(Records drawn from a dataset)
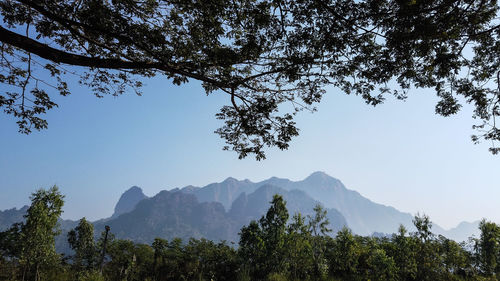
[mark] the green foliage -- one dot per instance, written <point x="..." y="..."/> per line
<point x="81" y="240"/>
<point x="37" y="235"/>
<point x="274" y="248"/>
<point x="488" y="248"/>
<point x="264" y="54"/>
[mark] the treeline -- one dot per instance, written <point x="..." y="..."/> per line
<point x="273" y="248"/>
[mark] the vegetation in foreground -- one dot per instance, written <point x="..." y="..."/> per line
<point x="273" y="248"/>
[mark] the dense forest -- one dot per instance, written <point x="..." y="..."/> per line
<point x="279" y="246"/>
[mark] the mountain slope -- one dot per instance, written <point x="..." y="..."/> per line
<point x="253" y="206"/>
<point x="128" y="200"/>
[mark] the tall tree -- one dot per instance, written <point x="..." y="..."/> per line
<point x="488" y="247"/>
<point x="38" y="233"/>
<point x="262" y="244"/>
<point x="263" y="54"/>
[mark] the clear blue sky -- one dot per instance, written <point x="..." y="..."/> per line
<point x="398" y="154"/>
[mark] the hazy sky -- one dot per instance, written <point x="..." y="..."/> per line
<point x="398" y="154"/>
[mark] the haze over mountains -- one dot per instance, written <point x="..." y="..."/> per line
<point x="219" y="210"/>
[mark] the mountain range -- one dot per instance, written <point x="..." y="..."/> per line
<point x="219" y="210"/>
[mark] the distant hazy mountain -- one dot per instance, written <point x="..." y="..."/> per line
<point x="362" y="215"/>
<point x="254" y="205"/>
<point x="128" y="201"/>
<point x="172" y="214"/>
<point x="463" y="231"/>
<point x="217" y="211"/>
<point x="169" y="215"/>
<point x="11" y="216"/>
<point x="223" y="192"/>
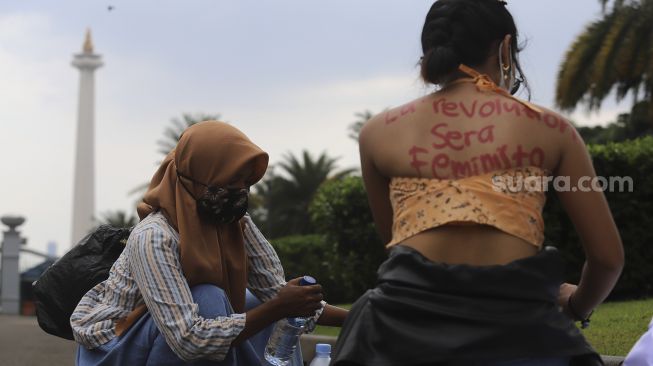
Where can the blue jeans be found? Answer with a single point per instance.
(143, 344)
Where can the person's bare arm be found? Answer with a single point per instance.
(292, 300)
(376, 184)
(591, 216)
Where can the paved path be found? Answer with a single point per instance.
(23, 343)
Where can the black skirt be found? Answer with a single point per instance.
(426, 313)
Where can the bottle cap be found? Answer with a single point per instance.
(307, 281)
(322, 348)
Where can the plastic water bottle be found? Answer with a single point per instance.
(322, 355)
(285, 335)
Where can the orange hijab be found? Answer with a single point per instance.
(209, 152)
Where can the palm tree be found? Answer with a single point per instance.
(613, 53)
(286, 197)
(118, 219)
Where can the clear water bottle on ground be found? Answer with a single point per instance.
(322, 355)
(285, 335)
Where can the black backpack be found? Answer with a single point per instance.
(60, 288)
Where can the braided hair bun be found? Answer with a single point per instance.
(463, 32)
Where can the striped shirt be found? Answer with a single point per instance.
(149, 271)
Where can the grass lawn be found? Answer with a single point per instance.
(615, 327)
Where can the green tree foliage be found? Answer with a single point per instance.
(613, 53)
(285, 197)
(312, 255)
(628, 126)
(341, 213)
(631, 211)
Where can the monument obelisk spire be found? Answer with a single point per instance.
(84, 185)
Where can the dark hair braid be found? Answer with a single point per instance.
(463, 31)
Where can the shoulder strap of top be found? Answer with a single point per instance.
(484, 83)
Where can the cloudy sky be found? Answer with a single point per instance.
(291, 74)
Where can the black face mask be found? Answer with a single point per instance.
(219, 205)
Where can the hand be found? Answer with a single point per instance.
(566, 290)
(295, 300)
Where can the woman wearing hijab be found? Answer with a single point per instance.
(197, 281)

Instructions to follow: Could the lines above be copied out exactly, with no image carried over?

Exercise answer:
[mark] the green foliage -- one dot per instance, written <point x="..." y="..."/> per line
<point x="81" y="240"/>
<point x="37" y="235"/>
<point x="274" y="248"/>
<point x="488" y="248"/>
<point x="264" y="54"/>
[mark] the treeline -- one dot per instance, written <point x="..." y="..."/> per line
<point x="273" y="248"/>
[mark] the vegetation in foreground -- one dot per instance, written <point x="..." y="..."/> per line
<point x="273" y="248"/>
[mark] the dense forest -- one dot per instance, written <point x="..." y="..."/> per line
<point x="279" y="246"/>
[mark] the mountain slope -- one dot per instance, written <point x="..." y="..."/> per line
<point x="253" y="206"/>
<point x="128" y="200"/>
[mark] the tall tree -- one dot per instance, written <point x="..." y="..."/> per line
<point x="488" y="247"/>
<point x="38" y="233"/>
<point x="262" y="244"/>
<point x="263" y="54"/>
[mark] the clear blue sky -- one dot per instance, written <point x="..." y="..."/> per line
<point x="398" y="154"/>
[mark] the hazy sky -- one dot per instance, written <point x="..." y="..."/> per line
<point x="398" y="154"/>
[mark] the haze over mountains -- one dot per instance, written <point x="..." y="..."/> per line
<point x="219" y="210"/>
[mark] the mountain range -- one dot per instance, written <point x="..." y="..."/> per line
<point x="219" y="210"/>
[mark] the distant hazy mountain -- one dot per instance, written <point x="..." y="..."/> per line
<point x="362" y="215"/>
<point x="254" y="205"/>
<point x="128" y="201"/>
<point x="172" y="214"/>
<point x="463" y="231"/>
<point x="217" y="211"/>
<point x="169" y="215"/>
<point x="11" y="216"/>
<point x="223" y="192"/>
Where can the blue jeans be found? Answer with a single point per instance.
(143, 344)
Where can the person's bare arm be found? Answer with a single point per instance.
(292, 300)
(376, 184)
(591, 216)
Where can the paved path be found? Answer with a single point per instance.
(23, 343)
Where can the black skirt be found? Answer with a single point per instance.
(426, 313)
Where can the bottle cap be found? Answer with a single point per instance.
(307, 281)
(322, 348)
Where can the plastic water bottle be found? Answer with a single point per instance.
(322, 355)
(285, 335)
Where can the orange hijab be found? Answer with a single point per instance.
(209, 152)
Where can the palm tree be found? Answer with a single point per instance.
(613, 53)
(286, 197)
(118, 219)
Where can the clear water bottle on ground be found? Answer with a single point per instance.
(322, 355)
(285, 335)
Where can the black backpack be found? Answer with a single point per instance.
(60, 288)
Where can the braided hair bun be found? Answer with a single point per instance.
(463, 32)
Where can the striped shirt be found? Answer with a single point per instance.
(149, 271)
Where can the grass lawn be found? Answer with a single point per instance.
(615, 327)
Where can the green tree foliage be found? Answer with a single point per instance.
(613, 53)
(285, 197)
(312, 255)
(628, 126)
(341, 213)
(631, 211)
Where can the monument obelisk spire be found? Answer with a single point per instance.
(84, 185)
Where can the dark hair braid be found? Answer with a single point per instance.
(463, 31)
Where can the shoulder strap of top be found? Answer with a single point per instance.
(484, 83)
Where can the cloudy sky be found? Answer with a single point per instance.
(291, 74)
Where can the black face mask be found? Answer with a single point per instance.
(219, 205)
Where can the hand be found? Answer with a single point per instance.
(566, 290)
(295, 300)
Where can the woman wearing hijab be found? Answer with a single point per instance.
(197, 281)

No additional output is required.